▶ [GIVEN EXERCISE]
Print the lines of the records verbatim, starting with the line that contains "the road barrier" and going on through the last line of the records.
─── EXCERPTED DATA
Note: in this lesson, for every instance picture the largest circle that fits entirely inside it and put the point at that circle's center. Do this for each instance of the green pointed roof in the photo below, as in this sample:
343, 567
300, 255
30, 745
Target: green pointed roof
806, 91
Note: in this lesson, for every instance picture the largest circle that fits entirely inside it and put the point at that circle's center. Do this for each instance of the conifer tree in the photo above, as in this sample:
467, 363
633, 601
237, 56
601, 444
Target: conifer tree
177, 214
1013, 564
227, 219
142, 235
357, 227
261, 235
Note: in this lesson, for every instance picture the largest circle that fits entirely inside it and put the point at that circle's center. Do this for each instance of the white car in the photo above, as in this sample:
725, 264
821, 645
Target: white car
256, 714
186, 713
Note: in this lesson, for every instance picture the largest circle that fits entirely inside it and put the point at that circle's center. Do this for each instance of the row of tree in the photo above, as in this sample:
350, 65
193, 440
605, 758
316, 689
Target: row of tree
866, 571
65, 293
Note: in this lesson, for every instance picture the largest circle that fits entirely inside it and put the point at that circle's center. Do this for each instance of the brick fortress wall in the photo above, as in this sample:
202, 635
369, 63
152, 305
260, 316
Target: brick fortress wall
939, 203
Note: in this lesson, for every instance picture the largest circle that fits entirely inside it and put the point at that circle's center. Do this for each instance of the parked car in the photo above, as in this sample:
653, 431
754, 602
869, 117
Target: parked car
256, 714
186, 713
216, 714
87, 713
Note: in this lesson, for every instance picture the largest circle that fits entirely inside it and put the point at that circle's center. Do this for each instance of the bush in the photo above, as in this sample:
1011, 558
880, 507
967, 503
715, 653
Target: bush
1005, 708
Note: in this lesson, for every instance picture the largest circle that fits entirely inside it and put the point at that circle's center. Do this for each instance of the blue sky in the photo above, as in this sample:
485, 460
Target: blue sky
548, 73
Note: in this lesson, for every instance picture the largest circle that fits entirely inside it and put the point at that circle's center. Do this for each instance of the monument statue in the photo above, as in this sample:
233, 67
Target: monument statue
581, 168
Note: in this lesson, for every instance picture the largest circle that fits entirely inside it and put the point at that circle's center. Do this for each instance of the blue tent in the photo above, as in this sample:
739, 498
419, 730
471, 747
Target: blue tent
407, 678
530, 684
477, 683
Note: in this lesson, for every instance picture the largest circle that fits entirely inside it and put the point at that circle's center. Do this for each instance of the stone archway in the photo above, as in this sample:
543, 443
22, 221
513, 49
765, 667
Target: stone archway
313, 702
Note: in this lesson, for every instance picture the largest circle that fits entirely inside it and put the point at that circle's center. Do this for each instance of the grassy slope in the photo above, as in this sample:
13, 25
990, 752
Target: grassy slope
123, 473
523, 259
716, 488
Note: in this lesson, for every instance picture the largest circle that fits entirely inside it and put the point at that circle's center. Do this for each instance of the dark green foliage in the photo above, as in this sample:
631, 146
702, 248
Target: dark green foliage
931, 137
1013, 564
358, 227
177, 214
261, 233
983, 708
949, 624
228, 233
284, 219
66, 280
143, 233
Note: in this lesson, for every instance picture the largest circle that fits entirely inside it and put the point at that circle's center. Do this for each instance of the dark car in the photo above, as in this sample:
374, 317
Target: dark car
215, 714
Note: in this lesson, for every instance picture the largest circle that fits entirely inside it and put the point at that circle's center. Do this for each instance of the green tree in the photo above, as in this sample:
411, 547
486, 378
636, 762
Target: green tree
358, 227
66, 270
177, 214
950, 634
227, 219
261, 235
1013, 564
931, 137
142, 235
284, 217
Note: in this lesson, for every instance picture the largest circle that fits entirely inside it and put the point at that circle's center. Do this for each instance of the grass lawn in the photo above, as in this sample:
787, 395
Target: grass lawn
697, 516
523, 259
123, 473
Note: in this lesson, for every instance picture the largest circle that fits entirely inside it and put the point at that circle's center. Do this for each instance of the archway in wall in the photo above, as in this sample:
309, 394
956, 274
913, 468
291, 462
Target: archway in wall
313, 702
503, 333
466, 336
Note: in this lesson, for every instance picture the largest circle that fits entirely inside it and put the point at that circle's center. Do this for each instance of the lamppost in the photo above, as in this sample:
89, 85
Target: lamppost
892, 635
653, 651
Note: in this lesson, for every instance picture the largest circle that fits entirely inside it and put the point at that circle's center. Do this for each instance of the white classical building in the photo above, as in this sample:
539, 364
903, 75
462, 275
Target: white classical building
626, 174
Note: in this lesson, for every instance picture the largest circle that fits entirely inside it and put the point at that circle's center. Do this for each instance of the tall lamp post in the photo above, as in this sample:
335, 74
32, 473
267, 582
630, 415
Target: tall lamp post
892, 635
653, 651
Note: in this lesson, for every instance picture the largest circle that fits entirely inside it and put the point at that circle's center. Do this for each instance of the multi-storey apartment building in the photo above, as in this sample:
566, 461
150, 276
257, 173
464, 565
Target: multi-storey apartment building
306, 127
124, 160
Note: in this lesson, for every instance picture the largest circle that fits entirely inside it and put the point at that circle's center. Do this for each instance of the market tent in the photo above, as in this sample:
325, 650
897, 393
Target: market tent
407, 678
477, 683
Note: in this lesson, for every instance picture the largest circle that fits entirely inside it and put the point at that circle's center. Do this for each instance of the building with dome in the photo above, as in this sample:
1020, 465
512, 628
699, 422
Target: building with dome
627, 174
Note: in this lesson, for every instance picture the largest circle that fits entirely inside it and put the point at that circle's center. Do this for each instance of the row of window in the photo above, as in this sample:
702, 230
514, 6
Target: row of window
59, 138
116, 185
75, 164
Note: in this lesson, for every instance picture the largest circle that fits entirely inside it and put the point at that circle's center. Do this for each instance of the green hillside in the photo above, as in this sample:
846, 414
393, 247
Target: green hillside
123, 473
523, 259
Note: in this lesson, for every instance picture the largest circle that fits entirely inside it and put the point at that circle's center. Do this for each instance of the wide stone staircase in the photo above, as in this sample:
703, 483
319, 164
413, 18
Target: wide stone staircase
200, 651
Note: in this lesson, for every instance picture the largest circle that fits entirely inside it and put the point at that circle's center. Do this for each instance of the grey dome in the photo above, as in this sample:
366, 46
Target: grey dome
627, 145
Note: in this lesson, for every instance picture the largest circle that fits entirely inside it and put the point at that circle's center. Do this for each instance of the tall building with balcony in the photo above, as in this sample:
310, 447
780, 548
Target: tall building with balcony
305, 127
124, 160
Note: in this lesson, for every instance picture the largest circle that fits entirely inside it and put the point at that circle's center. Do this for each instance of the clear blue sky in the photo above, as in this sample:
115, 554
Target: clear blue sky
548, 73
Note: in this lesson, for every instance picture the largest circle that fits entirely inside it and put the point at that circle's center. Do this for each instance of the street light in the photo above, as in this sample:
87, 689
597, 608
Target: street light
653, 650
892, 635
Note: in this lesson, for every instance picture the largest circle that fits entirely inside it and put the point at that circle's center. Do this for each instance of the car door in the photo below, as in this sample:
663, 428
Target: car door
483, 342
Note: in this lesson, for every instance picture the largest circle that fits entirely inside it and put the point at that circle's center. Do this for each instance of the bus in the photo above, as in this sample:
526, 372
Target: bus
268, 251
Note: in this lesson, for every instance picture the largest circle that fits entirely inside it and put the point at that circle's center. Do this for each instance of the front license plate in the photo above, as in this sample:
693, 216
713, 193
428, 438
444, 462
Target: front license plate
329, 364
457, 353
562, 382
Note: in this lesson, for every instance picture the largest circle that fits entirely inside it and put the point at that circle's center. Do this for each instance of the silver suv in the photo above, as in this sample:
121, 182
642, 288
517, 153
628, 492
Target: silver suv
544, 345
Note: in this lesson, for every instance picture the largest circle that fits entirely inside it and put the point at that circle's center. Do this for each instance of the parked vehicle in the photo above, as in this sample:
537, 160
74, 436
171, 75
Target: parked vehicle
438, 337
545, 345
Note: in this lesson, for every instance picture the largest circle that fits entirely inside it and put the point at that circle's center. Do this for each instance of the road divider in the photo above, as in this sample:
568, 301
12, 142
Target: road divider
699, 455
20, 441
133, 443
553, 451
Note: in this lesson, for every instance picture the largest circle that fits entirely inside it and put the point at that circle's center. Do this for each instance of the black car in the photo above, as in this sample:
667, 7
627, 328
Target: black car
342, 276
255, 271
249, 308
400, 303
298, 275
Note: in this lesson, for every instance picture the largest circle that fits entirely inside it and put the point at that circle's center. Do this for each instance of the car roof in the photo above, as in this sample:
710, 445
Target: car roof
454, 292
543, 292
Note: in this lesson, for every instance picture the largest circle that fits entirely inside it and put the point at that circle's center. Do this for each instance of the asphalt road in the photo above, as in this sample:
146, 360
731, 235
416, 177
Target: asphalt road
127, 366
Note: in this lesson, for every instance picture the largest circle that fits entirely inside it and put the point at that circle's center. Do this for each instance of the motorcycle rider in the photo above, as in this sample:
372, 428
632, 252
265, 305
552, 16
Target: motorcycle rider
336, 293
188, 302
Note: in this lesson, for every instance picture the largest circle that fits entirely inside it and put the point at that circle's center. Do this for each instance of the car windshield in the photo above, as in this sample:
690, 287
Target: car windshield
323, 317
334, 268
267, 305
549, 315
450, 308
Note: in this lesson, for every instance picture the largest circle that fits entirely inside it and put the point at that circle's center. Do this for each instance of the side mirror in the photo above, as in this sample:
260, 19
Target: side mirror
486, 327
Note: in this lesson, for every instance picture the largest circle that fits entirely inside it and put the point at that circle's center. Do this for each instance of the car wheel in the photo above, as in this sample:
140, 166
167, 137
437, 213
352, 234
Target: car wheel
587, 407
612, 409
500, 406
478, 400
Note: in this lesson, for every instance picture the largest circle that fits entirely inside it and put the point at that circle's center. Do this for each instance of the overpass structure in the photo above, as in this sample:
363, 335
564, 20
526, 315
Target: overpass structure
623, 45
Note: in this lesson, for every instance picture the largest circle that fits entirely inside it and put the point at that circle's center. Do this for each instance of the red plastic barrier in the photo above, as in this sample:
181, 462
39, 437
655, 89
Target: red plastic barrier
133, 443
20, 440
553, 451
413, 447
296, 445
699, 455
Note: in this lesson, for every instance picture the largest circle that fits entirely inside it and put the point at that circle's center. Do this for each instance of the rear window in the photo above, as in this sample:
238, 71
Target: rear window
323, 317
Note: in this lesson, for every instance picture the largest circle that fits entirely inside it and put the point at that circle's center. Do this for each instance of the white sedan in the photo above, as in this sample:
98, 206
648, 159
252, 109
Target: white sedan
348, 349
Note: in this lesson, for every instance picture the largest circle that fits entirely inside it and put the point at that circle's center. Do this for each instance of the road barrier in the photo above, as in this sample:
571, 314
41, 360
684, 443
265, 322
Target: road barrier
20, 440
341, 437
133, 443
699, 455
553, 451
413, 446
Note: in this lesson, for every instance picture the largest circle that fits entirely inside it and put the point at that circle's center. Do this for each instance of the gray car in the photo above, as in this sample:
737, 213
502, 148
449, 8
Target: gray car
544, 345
──────
▶ [WRITTEN ANSWER]
Note: in this lesson, for every instance picture the largest circle that fits entirely inside it and put the point at that circle's center. Do this for each instance of the road barrier in the photo above, as in this sample:
571, 314
41, 360
684, 443
265, 322
Target: road barrier
20, 440
341, 437
133, 443
699, 455
553, 451
413, 446
Note: in this lesson, for every instance picture the largest circle that fits entirely inside it and put the point at that circle's center. Do this for each instance of the gray car in the photo above, as in this sample:
737, 213
502, 148
449, 8
Target: gray car
544, 345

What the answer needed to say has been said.